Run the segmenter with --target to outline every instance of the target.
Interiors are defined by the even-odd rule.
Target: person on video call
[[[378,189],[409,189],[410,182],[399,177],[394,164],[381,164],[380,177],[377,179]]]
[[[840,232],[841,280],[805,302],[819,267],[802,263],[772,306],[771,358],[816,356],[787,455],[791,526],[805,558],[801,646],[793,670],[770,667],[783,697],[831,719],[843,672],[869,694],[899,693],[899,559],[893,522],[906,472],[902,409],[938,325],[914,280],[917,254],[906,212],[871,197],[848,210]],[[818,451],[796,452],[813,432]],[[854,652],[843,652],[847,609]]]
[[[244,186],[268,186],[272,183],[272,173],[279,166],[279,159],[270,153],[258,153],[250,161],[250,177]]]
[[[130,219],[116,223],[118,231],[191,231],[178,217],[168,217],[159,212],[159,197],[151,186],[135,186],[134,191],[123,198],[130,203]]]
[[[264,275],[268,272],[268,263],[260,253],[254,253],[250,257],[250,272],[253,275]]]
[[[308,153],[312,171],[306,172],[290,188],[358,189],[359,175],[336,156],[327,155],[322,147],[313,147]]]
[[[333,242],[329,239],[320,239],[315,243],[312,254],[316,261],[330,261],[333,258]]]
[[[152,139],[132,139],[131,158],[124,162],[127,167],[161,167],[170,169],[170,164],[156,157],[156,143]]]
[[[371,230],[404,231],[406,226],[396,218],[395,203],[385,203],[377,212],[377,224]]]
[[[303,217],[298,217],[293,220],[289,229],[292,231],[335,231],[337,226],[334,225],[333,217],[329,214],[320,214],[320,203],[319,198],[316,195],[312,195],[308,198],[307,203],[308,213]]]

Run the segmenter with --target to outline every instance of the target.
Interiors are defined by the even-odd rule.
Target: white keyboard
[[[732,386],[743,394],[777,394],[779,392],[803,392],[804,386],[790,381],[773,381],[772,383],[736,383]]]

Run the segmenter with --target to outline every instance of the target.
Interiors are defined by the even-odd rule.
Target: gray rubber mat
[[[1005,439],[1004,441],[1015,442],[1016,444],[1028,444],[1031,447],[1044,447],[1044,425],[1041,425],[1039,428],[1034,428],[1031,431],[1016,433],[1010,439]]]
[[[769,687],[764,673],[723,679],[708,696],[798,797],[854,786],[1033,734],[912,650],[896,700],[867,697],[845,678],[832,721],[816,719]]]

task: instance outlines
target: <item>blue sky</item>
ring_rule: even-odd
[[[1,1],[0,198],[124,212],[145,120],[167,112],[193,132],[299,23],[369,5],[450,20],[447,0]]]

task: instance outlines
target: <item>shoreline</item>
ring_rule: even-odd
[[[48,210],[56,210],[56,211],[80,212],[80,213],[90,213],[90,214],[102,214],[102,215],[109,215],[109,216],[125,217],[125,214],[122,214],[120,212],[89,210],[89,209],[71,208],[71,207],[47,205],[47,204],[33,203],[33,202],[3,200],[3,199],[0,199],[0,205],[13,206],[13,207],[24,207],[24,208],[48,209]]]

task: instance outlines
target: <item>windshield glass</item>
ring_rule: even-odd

━━━━━━

◆ Task statement ◆
The only output should be the lines from the one containing "target: <item>windshield glass</item>" through the final line of the material above, copied exactly.

◆ Response to this exercise ◆
target: <item>windshield glass</item>
ring_rule: even-odd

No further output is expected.